• What you are asked to do:
Edit the records below so that "one point per instance" becomes "a single point for each instance" everywhere it occurs, and leave every other word and line unchanged.

• Supplied entries:

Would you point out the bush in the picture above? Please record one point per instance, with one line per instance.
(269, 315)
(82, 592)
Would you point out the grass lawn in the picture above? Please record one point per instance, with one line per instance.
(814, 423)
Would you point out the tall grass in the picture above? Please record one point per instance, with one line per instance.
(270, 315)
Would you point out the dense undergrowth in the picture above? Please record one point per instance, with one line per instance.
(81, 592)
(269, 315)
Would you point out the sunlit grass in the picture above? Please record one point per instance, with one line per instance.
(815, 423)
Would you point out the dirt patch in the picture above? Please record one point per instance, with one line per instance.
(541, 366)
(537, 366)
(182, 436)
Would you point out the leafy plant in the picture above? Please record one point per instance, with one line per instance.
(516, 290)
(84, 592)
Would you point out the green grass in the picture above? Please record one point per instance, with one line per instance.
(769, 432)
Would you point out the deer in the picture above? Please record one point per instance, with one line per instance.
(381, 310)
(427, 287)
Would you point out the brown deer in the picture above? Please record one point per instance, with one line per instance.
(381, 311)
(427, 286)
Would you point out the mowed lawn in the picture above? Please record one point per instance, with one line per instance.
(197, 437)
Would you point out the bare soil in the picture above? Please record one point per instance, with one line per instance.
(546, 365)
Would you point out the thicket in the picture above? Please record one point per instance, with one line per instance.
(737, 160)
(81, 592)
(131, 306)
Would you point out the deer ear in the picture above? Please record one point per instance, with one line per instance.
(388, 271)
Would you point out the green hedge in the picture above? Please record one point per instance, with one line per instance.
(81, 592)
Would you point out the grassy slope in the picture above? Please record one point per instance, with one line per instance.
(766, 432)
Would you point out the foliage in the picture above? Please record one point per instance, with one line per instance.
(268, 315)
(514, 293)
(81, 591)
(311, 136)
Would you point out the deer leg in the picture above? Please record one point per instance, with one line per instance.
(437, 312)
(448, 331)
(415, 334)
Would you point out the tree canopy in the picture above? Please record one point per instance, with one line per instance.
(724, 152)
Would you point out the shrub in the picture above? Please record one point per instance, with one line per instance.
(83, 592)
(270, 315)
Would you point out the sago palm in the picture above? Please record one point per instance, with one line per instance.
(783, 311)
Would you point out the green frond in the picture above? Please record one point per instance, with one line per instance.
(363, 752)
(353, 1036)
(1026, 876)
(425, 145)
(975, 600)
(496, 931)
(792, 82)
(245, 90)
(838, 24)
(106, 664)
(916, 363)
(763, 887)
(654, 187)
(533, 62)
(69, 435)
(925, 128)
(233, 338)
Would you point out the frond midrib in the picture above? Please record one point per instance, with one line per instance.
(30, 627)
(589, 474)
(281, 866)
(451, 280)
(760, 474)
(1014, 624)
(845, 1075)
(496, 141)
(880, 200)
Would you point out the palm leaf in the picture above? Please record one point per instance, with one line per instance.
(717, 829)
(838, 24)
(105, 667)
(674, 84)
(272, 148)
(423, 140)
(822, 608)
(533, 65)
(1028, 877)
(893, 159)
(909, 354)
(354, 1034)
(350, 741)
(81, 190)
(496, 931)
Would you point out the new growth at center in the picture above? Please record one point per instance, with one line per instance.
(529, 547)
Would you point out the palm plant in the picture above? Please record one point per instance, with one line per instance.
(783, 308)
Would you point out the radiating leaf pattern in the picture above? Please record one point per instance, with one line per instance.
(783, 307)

• Worked answer:
Would you point out the bush in the picture above? Please record a single point for each instance, with one line per instance.
(269, 315)
(82, 592)
Would you point out the grass lawn in the picture above? Please record a single point for each instance, with one line per instance.
(814, 423)
Would you point out the tall grass in the picture above? Please record a single point for each instance, with one line per instance.
(270, 315)
Would you point out the dense undergrowth in the picture above? Please record a single point for each instance, with one line per instance.
(81, 592)
(269, 315)
Would you point out the sunlit grass in the picture above? Please record a single point for each instance, with one line per instance.
(815, 423)
Would you point out the dirt patch in the picture above? Please record a single point for each instance, with one line per instance.
(541, 366)
(537, 366)
(182, 436)
Would you point out the leafy plant in the picture above? Please record a single point for each instance, with one line per instance.
(516, 290)
(84, 592)
Would you point out the green grass in the picture above? Please record a single point for each instance, with one line per instance.
(769, 432)
Would you point out the deer in the picture above? Please record a single point for each instance, with one line per instance.
(381, 310)
(427, 287)
Would you point out the brown deer in the picture above? Please record a single point for each instance, with one line per instance.
(381, 311)
(427, 286)
Would you point out the mowed lawn in the picture above? Please record a single point for each instance, with one line per instance.
(197, 437)
Would you point out the bare soil in the picture above? Please record a single point for each instance, with one line per instance.
(546, 365)
Would you point out the thicket in the picture above? Please record a single point for each instance, with one line per instance.
(737, 160)
(81, 592)
(131, 306)
Would you point out the deer ear in the picture above? Please record a single point for each instance, with one line per instance.
(388, 271)
Would you point out the green hedge in the picture above? Please record a single point for each instance, with one line per instance.
(81, 592)
Would you point out the grassy slope in the picture above? Please record a single point for each instance, with one line per instance.
(766, 432)
Would you point out the foliage in the picture above? Please record a single point for each instance, with one line per instance.
(268, 315)
(514, 293)
(81, 591)
(311, 136)
Would you point out the deer leg in the picture above? Please record a single point for each instance, with one line per instance.
(437, 312)
(448, 331)
(415, 334)
Would you point out the tree canopy in the picture above? Please record a single point for each instance, with one line per instance.
(724, 152)
Would you point out the shrub in the picture above? Please record a single point for each instance, with one line per instance.
(83, 592)
(270, 315)
Would you point out the sago palm in the picture above? Please record a single point for each instance, with one line per instance.
(783, 311)
Would you point out the green frond in the picture above? Please record a single point for each instance, with one line per instance.
(363, 752)
(353, 1036)
(1026, 876)
(425, 145)
(975, 600)
(496, 931)
(792, 82)
(245, 90)
(838, 24)
(106, 664)
(916, 363)
(763, 887)
(654, 187)
(533, 62)
(69, 435)
(925, 128)
(233, 338)
Would you point out the frond midrib in the picture above? Please record a single point for each instance, with one line per instance.
(30, 627)
(589, 474)
(281, 866)
(451, 280)
(760, 474)
(1014, 624)
(845, 1075)
(496, 141)
(880, 200)
Would you point out the palm leaf in the picture above? Please record a single point for each instance, with one line per instance.
(717, 829)
(838, 24)
(105, 667)
(674, 84)
(272, 148)
(423, 140)
(822, 608)
(533, 65)
(1028, 877)
(893, 159)
(909, 354)
(354, 1034)
(350, 741)
(81, 190)
(496, 931)
Would you point out the new growth at center in the picture above? Please record a single point for each instance, with one line per instance.
(529, 547)
Would you point out the palm plant in the picture above? Please record a single point for each instance, with one line per instance.
(783, 308)
Would you point out the radiating leaf pattern in the picture above? Please record a single point for each instance, with one line per instance.
(783, 307)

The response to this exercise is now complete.